▶ **Input data**:

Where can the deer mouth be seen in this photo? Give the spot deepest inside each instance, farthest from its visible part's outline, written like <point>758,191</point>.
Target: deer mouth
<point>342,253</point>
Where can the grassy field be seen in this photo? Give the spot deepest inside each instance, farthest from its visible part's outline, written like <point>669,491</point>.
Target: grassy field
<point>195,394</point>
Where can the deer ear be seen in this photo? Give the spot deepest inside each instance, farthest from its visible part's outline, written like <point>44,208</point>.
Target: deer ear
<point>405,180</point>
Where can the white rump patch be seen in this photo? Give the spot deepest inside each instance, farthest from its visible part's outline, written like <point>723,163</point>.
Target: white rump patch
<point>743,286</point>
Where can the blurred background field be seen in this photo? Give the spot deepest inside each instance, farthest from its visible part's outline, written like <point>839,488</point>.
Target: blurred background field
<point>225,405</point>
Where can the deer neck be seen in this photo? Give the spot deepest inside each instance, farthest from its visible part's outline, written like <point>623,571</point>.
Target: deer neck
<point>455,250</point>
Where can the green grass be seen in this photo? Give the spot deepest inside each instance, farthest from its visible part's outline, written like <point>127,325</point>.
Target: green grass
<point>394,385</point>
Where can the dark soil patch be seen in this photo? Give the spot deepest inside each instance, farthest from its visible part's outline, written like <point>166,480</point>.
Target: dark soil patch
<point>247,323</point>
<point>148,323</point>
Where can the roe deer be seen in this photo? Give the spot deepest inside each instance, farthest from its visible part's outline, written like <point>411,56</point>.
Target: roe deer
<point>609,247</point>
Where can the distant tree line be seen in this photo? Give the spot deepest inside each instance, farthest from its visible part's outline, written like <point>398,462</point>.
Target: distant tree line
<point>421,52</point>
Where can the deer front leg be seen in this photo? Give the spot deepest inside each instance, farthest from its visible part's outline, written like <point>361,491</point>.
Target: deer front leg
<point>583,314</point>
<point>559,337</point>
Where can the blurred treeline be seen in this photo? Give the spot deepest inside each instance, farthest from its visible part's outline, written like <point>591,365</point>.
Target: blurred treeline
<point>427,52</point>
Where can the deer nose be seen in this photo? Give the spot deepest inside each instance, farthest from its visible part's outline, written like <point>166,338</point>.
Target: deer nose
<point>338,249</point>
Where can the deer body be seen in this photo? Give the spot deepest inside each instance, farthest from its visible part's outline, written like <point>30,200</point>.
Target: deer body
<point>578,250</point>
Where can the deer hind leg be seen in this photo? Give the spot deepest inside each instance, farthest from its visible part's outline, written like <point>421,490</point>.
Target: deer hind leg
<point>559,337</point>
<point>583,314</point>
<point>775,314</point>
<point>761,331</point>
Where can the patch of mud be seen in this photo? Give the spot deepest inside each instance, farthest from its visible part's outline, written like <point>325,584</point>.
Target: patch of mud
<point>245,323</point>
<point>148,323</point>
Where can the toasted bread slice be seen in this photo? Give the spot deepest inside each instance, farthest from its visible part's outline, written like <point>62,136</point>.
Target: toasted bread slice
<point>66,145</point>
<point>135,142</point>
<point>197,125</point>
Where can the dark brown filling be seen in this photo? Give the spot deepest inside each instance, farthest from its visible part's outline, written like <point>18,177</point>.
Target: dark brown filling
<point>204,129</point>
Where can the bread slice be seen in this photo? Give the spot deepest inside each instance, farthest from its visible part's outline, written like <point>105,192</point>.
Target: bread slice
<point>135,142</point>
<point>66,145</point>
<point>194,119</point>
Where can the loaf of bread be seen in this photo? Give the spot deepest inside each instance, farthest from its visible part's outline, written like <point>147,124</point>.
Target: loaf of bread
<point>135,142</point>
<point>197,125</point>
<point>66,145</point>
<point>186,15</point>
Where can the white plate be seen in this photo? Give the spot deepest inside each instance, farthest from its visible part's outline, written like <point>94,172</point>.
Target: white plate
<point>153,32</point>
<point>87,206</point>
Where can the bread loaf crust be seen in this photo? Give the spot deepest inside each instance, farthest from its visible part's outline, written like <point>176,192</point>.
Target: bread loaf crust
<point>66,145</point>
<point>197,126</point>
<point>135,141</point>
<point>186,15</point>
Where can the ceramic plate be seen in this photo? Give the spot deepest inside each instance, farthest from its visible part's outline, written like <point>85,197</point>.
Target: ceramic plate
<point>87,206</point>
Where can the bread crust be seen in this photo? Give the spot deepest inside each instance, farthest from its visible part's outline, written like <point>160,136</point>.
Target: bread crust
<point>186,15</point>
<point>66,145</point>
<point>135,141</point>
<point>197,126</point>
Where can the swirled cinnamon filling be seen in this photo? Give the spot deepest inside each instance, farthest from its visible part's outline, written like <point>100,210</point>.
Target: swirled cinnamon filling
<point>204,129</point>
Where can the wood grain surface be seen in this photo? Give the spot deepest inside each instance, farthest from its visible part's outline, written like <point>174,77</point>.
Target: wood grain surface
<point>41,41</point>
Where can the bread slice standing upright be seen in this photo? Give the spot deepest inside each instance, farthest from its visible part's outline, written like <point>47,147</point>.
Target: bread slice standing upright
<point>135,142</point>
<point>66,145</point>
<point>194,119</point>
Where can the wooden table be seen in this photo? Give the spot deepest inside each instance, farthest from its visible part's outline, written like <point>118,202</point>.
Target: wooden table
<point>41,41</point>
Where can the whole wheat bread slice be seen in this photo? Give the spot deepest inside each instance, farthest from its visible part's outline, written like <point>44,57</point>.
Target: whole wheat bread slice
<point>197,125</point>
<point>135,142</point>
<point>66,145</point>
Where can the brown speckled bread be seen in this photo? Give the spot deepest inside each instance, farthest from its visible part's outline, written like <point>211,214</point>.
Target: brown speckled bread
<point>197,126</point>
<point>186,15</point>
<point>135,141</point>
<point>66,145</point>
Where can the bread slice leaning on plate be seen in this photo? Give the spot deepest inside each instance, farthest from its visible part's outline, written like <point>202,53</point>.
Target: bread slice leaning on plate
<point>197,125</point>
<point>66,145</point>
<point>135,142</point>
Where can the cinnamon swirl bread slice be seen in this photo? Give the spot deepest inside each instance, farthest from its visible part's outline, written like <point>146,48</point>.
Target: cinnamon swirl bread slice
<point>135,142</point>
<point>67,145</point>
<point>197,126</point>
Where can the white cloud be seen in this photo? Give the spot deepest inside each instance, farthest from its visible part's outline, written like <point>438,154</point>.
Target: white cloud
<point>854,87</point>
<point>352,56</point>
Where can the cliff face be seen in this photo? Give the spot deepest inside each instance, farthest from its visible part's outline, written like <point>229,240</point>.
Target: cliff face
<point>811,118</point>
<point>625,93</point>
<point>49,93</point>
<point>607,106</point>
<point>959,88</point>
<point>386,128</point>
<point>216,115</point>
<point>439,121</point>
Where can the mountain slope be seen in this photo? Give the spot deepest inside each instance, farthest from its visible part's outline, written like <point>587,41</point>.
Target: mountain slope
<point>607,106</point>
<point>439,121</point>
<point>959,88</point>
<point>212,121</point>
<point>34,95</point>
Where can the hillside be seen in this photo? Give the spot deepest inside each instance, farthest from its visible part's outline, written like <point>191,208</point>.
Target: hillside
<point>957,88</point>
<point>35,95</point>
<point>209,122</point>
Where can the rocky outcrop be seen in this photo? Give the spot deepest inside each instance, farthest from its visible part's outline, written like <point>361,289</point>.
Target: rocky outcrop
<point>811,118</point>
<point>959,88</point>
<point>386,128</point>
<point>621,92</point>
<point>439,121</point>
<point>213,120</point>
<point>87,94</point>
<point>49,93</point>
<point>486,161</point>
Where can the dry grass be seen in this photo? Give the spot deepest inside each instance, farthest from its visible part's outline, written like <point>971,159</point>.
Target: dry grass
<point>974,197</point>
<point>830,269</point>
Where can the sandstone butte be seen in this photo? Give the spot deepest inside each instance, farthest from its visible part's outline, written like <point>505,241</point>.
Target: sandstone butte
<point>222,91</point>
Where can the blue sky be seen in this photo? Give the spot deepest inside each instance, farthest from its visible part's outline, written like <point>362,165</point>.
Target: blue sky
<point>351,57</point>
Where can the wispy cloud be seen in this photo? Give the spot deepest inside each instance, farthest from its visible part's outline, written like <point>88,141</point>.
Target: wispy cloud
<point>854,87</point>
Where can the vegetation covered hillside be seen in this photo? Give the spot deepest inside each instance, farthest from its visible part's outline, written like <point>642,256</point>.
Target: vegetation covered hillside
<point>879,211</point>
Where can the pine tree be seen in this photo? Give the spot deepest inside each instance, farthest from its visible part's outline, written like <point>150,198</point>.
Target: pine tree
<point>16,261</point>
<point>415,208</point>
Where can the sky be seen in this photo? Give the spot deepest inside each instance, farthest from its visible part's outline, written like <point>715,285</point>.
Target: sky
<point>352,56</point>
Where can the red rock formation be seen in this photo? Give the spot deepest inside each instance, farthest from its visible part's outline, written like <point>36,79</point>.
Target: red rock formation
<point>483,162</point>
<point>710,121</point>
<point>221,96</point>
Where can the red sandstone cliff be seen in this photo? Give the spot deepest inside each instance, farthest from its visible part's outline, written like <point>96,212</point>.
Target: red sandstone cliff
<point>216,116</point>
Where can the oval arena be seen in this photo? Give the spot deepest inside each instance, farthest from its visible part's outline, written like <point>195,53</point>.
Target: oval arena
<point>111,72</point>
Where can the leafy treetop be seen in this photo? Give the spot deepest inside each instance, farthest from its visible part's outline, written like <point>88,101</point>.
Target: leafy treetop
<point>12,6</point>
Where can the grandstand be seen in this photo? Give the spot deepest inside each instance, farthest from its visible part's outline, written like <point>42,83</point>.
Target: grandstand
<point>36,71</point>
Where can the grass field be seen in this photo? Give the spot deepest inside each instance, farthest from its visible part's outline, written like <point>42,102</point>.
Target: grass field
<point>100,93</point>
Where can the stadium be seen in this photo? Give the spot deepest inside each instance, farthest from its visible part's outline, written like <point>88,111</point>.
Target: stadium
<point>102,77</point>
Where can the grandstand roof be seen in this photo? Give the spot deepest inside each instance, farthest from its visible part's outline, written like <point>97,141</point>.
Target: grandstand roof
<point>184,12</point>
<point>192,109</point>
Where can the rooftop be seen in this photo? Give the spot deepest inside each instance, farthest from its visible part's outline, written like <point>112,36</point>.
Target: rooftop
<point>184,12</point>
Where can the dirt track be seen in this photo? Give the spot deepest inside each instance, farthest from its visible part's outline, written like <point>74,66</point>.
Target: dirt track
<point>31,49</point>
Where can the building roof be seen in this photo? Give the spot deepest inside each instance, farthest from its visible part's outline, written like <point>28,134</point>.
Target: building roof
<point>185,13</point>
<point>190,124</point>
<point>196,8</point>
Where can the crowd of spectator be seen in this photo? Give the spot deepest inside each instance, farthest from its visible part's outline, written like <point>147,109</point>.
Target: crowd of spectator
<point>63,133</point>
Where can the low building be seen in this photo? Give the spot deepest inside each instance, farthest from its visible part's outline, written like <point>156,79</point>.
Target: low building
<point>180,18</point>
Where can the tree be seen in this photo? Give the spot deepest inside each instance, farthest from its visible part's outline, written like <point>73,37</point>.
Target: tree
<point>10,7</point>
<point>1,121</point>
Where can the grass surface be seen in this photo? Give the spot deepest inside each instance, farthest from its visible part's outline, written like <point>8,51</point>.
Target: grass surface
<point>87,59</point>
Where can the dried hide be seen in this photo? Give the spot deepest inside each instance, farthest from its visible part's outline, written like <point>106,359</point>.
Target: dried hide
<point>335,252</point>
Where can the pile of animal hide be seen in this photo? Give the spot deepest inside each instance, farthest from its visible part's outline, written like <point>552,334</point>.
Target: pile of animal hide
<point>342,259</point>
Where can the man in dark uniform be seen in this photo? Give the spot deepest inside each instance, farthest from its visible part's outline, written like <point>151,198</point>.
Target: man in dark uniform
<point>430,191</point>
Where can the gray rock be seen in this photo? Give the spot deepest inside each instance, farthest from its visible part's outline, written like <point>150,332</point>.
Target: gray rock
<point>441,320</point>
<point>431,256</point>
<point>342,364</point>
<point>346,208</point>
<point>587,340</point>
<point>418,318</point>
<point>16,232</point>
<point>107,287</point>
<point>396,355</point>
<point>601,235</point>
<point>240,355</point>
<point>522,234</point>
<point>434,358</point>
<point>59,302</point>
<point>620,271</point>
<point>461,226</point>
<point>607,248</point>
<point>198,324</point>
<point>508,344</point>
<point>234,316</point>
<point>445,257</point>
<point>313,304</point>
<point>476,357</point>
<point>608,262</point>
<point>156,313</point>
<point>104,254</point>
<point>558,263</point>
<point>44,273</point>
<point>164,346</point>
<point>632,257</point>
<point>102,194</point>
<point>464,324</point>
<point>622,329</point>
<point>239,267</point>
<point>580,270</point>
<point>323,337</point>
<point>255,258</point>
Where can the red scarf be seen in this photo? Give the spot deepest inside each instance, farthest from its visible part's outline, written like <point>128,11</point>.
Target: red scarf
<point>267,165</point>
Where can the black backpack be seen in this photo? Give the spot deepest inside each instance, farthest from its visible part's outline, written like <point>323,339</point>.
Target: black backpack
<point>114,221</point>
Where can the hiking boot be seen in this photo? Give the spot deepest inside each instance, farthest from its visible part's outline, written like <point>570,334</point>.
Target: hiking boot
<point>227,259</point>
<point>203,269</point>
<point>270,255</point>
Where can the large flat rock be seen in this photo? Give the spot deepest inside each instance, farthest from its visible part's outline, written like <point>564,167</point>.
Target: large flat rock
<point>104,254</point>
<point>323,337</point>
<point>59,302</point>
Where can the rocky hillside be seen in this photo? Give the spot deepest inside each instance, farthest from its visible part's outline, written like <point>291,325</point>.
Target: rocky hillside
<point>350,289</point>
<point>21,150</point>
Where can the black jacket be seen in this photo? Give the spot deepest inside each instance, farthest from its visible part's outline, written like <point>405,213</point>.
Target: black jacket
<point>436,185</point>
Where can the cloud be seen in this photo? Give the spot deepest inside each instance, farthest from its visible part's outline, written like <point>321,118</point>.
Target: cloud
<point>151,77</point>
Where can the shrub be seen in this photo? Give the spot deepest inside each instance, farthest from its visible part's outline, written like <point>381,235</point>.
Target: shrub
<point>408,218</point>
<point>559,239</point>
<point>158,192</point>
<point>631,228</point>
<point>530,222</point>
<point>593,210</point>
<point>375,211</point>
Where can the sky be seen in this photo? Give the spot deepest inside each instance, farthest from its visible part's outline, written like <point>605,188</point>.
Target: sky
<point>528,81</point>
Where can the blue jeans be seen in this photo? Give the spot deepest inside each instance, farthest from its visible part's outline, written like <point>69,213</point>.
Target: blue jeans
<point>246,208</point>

▶ **Objective**: Write out the records unchanged, starting at the line that contains "Where can the pile" and stopping after the line that contains "<point>255,258</point>".

▶ **Answer for this exercise**:
Where can the pile of animal hide be seen in this photo? Give the spot deepest inside each instance, farthest from its visible part's outline, written like <point>552,334</point>.
Target: pile of animal hide
<point>342,259</point>
Where can the man in dark uniform be seen in this photo? Give the spot deepest inside each instance, farthest from its visible part's outline, written like <point>151,198</point>.
Target: man in dark uniform
<point>430,191</point>
Where can the gray rock be seen in this photo? Give the spot deepest inside each instance, farthest from its visible part's outline, written like <point>150,332</point>.
Target: gray rock
<point>441,320</point>
<point>431,256</point>
<point>342,364</point>
<point>346,208</point>
<point>587,340</point>
<point>418,318</point>
<point>16,232</point>
<point>107,287</point>
<point>396,355</point>
<point>601,235</point>
<point>240,355</point>
<point>522,234</point>
<point>434,358</point>
<point>59,302</point>
<point>620,271</point>
<point>461,226</point>
<point>607,248</point>
<point>198,324</point>
<point>508,344</point>
<point>234,316</point>
<point>445,257</point>
<point>313,304</point>
<point>476,357</point>
<point>608,262</point>
<point>156,313</point>
<point>104,254</point>
<point>558,263</point>
<point>44,273</point>
<point>164,346</point>
<point>632,257</point>
<point>102,194</point>
<point>464,324</point>
<point>622,329</point>
<point>239,267</point>
<point>580,270</point>
<point>323,337</point>
<point>255,258</point>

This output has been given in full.